# [Available data]
══════

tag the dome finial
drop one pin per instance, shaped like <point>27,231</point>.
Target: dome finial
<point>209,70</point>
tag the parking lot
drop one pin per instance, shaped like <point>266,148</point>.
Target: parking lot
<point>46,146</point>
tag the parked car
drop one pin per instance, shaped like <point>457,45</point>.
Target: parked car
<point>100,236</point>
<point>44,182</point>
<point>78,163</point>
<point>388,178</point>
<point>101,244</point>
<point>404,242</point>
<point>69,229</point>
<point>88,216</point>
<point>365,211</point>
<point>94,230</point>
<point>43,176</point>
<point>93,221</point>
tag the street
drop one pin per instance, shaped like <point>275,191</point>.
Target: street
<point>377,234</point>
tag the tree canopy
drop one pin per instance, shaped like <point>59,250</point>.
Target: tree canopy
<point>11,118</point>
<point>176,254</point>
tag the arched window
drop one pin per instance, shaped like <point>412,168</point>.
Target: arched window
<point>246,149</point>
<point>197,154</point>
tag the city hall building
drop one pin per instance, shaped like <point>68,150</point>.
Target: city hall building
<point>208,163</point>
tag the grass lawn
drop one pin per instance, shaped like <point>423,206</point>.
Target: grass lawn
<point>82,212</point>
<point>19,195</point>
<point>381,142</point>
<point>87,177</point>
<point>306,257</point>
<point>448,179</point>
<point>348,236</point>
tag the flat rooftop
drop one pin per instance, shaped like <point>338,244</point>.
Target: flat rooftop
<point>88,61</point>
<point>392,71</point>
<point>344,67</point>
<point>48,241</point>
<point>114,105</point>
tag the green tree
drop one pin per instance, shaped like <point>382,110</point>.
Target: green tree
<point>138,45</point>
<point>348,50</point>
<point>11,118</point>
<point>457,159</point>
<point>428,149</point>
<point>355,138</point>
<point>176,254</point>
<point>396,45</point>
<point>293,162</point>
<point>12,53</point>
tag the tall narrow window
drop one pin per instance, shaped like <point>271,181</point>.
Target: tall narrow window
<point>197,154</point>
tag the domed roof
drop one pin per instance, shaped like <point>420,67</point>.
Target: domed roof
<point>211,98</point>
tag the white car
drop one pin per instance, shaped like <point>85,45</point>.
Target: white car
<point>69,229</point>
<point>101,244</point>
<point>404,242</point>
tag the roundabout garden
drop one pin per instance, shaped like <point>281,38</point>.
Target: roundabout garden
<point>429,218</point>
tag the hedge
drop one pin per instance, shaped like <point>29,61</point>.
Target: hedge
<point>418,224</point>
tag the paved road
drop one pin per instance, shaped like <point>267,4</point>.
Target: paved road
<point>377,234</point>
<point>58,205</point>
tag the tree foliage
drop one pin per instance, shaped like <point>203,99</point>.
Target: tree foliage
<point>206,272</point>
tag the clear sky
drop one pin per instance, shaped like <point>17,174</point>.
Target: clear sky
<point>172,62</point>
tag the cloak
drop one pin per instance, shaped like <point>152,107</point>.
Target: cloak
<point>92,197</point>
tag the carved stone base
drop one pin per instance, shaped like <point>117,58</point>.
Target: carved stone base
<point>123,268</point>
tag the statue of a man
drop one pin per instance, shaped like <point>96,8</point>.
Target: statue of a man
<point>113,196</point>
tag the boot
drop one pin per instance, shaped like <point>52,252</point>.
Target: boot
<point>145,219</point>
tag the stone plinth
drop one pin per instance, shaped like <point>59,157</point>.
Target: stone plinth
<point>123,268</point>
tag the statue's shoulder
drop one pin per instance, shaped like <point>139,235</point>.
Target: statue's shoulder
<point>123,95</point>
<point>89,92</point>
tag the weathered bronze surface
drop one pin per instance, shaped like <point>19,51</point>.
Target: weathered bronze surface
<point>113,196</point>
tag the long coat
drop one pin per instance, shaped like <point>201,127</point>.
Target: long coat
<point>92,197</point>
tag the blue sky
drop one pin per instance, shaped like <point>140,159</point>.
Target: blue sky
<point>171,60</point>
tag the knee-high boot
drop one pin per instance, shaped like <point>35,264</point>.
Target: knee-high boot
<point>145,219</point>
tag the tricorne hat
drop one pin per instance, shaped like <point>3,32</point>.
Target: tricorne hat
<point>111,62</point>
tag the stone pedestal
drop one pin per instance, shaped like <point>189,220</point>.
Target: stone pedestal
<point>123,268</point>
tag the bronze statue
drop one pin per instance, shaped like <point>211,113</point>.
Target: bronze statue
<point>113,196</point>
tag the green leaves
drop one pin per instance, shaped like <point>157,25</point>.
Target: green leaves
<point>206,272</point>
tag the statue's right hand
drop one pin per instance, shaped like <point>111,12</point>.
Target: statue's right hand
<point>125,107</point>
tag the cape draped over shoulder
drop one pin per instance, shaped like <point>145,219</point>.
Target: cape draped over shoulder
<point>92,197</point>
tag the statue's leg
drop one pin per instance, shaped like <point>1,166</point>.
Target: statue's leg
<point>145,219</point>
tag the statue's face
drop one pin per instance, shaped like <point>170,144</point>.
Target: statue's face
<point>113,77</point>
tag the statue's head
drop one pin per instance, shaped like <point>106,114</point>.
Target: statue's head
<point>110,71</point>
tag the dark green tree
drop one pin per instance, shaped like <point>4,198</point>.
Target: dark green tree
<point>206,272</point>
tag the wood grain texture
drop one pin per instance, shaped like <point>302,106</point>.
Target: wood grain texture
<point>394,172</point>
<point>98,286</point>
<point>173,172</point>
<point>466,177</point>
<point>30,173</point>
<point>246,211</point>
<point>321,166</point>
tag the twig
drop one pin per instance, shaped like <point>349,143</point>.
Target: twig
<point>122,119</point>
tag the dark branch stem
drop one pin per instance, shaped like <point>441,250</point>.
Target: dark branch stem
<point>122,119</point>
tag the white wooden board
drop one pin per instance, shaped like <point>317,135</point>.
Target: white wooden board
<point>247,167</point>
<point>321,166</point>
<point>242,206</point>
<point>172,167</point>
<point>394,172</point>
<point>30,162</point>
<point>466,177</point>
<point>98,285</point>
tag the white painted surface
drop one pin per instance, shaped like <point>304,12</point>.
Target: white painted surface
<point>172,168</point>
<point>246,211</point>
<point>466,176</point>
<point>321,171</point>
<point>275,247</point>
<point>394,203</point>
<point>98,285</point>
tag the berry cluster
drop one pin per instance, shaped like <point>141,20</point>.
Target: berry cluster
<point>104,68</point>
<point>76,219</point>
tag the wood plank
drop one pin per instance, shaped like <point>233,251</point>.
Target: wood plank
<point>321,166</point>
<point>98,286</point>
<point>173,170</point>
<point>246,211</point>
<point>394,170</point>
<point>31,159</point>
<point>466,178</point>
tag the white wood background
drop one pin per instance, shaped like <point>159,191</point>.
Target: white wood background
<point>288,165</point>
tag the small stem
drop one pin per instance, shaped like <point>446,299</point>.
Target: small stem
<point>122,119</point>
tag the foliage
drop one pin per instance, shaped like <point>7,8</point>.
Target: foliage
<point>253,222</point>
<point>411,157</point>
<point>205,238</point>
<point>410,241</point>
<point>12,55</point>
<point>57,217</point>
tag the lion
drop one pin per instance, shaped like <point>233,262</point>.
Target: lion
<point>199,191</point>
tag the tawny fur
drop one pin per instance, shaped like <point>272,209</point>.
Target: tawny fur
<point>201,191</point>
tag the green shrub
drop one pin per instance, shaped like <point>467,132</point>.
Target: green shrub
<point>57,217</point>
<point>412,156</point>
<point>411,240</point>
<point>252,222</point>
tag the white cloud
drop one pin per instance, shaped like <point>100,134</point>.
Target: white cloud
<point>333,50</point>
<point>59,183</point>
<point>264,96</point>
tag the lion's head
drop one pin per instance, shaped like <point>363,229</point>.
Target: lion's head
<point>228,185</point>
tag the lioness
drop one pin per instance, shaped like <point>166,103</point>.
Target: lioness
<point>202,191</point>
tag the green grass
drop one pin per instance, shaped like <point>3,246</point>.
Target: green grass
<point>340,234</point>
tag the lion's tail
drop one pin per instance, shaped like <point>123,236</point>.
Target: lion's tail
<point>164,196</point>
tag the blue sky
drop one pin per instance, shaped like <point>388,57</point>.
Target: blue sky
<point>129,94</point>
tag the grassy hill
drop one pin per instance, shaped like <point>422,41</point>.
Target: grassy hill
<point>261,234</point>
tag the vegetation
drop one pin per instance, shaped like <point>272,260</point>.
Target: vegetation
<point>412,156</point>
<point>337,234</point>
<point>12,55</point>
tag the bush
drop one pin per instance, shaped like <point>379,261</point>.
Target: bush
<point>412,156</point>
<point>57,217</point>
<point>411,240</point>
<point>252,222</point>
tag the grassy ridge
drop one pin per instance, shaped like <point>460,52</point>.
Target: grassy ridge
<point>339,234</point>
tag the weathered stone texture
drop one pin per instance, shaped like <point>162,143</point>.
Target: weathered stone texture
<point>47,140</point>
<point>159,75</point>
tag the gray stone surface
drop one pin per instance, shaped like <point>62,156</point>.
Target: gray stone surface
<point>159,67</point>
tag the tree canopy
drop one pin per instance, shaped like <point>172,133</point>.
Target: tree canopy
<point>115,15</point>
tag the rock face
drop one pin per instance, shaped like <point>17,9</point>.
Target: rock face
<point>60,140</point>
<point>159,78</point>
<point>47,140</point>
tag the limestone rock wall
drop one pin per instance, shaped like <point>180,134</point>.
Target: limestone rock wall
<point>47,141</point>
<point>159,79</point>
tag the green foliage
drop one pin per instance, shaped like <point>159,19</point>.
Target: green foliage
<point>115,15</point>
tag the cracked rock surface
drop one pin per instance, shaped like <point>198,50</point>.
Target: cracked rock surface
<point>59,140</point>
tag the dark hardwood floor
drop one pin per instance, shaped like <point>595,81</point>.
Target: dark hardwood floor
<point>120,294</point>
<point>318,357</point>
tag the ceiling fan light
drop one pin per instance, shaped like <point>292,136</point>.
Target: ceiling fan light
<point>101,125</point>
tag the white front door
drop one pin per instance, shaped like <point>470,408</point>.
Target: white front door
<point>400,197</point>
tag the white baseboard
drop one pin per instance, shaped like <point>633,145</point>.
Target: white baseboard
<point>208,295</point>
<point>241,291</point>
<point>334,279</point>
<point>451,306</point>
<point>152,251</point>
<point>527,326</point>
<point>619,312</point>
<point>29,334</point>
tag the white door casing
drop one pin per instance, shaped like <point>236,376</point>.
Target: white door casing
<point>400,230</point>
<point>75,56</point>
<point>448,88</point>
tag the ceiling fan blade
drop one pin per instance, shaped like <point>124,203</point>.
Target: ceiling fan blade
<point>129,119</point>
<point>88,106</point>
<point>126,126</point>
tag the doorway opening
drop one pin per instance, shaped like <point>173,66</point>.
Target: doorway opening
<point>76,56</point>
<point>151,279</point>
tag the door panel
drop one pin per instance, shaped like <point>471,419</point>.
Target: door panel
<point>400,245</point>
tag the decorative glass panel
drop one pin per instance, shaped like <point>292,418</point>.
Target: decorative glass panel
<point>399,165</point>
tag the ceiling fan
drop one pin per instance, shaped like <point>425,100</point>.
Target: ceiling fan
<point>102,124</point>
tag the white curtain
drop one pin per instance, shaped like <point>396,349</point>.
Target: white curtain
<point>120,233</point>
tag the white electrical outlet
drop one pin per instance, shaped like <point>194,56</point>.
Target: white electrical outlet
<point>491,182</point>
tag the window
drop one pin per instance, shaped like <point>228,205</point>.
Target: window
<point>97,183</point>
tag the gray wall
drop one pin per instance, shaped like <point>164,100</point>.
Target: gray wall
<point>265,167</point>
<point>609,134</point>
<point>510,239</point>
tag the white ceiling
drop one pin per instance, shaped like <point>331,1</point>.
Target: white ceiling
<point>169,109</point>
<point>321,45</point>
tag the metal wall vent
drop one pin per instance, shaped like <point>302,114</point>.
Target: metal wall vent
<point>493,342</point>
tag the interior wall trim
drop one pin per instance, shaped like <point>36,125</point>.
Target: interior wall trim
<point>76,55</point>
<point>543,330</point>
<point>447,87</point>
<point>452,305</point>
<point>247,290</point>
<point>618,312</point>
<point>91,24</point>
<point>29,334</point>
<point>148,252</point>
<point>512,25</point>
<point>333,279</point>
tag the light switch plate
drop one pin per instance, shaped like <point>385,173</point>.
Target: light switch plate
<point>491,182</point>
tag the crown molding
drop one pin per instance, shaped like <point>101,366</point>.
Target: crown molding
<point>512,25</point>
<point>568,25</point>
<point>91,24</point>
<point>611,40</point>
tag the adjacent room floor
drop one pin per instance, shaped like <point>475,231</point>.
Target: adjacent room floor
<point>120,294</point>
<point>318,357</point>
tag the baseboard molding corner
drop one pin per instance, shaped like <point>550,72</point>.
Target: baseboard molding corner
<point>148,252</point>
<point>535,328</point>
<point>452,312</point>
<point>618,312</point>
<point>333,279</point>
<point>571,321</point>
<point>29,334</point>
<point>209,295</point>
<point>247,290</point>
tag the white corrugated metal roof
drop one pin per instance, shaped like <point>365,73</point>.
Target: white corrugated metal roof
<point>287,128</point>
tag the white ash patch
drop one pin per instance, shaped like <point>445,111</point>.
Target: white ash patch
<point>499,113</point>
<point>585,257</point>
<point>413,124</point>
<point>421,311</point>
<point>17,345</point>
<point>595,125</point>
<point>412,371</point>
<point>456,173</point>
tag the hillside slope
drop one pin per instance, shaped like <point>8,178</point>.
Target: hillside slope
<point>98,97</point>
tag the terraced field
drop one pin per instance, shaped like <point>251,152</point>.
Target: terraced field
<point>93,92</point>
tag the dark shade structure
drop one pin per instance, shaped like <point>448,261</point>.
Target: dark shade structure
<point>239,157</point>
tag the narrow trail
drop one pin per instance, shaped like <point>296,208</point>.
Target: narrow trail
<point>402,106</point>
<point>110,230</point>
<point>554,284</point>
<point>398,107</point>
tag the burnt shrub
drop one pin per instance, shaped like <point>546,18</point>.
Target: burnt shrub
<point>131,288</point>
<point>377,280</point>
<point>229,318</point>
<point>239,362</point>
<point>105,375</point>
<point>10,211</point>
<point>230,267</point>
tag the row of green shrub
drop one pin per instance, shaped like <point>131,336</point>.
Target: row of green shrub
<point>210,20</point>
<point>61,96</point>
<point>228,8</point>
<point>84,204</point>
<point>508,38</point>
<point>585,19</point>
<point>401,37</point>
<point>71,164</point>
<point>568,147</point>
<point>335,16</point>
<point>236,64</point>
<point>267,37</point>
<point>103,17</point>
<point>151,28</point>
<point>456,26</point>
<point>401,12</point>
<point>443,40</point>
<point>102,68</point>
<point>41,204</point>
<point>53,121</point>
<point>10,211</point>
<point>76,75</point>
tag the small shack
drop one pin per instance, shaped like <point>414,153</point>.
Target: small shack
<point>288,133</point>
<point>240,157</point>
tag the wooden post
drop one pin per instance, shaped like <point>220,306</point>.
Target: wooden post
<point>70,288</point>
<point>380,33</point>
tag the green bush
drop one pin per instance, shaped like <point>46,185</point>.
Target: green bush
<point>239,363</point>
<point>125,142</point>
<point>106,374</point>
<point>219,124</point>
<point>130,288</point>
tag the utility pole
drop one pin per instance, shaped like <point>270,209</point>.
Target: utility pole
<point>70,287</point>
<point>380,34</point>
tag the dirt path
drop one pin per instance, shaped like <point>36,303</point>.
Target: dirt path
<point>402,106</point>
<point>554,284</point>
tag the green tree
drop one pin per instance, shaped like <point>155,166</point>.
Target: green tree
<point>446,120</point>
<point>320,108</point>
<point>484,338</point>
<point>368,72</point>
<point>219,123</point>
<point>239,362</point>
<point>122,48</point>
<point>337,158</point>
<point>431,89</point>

══════

# [Exercise objective]
Above are some records; copy exactly the lines from the one with "tag the tricorne hat" through the one with "tag the cape draped over shoulder", both included, and no others.

# [Output for this task]
tag the tricorne hat
drop one pin per instance, shaped like <point>3,32</point>.
Target: tricorne hat
<point>111,62</point>
tag the stone pedestal
drop one pin per instance, shaped like <point>189,220</point>.
Target: stone pedestal
<point>123,268</point>
tag the bronze statue
drop one pin per instance, shaped like <point>211,113</point>.
Target: bronze statue
<point>113,196</point>
tag the green leaves
drop one pin per instance, shaped like <point>157,25</point>.
Target: green leaves
<point>206,272</point>
tag the statue's right hand
drop one pin per instance, shaped like <point>111,12</point>.
Target: statue's right hand
<point>125,107</point>
tag the cape draped over shoulder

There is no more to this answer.